Text section
::::::
This year, we all celebrated Easter differently, with closed and locked churches and no private prayer in any church building. While this is certainly a painful reality of the pandemic and a measure taken in the best interest of public health, it is a difficult thought to grasp.
However, for Christians, this story of locked doors should certainly sound familiar: “The doors were locked” (John 20:19). These words begin the telling of Jesus Christ’s appearance as Risen from the dead to Saint Peter and the Apostles. The story continues on with Jesus breathing on them saying, “Receive the Holy Spirit” (John 20:20). Wherever the Holy Spirit is, there is sanctification, grace, renewal, and abounding faith, hope, and charity.
In the present day too, with locked doors, Jesus Christ is indeed breathing on us the gift of His Holy Spirit and calling us to renewal in His Spirit. Despite doors being locked, we are called to live and look towards the Resurrection of the Lord seeking renewal. With locked doors, the Holy Spirit is stirring about the grace of renewal for the Body of Christ that longs to physically and sacramentally gather together.
::::::
Work instructions
In the Easter reflection, what is present wherever the Holy Spirit is?

Source data
::::::
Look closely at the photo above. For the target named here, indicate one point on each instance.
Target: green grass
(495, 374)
::::::
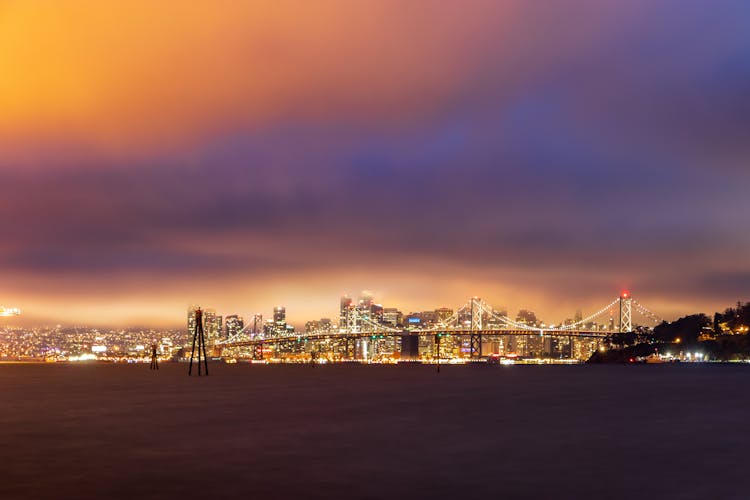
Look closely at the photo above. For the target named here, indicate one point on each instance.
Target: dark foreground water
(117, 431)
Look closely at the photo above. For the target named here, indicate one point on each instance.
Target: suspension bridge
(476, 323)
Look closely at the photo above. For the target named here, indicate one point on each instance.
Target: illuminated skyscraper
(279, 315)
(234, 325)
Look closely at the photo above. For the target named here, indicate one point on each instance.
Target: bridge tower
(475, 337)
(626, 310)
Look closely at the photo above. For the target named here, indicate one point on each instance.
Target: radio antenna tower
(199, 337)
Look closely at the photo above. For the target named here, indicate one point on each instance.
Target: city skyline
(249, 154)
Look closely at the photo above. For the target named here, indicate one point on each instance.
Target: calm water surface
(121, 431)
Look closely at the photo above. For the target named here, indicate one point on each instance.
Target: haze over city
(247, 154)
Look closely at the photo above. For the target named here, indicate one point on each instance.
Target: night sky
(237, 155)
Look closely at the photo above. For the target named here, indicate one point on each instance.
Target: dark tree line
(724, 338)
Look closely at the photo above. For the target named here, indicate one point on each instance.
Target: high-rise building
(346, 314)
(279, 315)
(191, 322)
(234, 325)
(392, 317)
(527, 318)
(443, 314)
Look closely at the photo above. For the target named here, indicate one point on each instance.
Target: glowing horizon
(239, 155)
::::::
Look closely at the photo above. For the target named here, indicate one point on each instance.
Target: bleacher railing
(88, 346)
::::::
Output for this task
Sanctification, grace, renewal, and abounding faith, hope, and charity.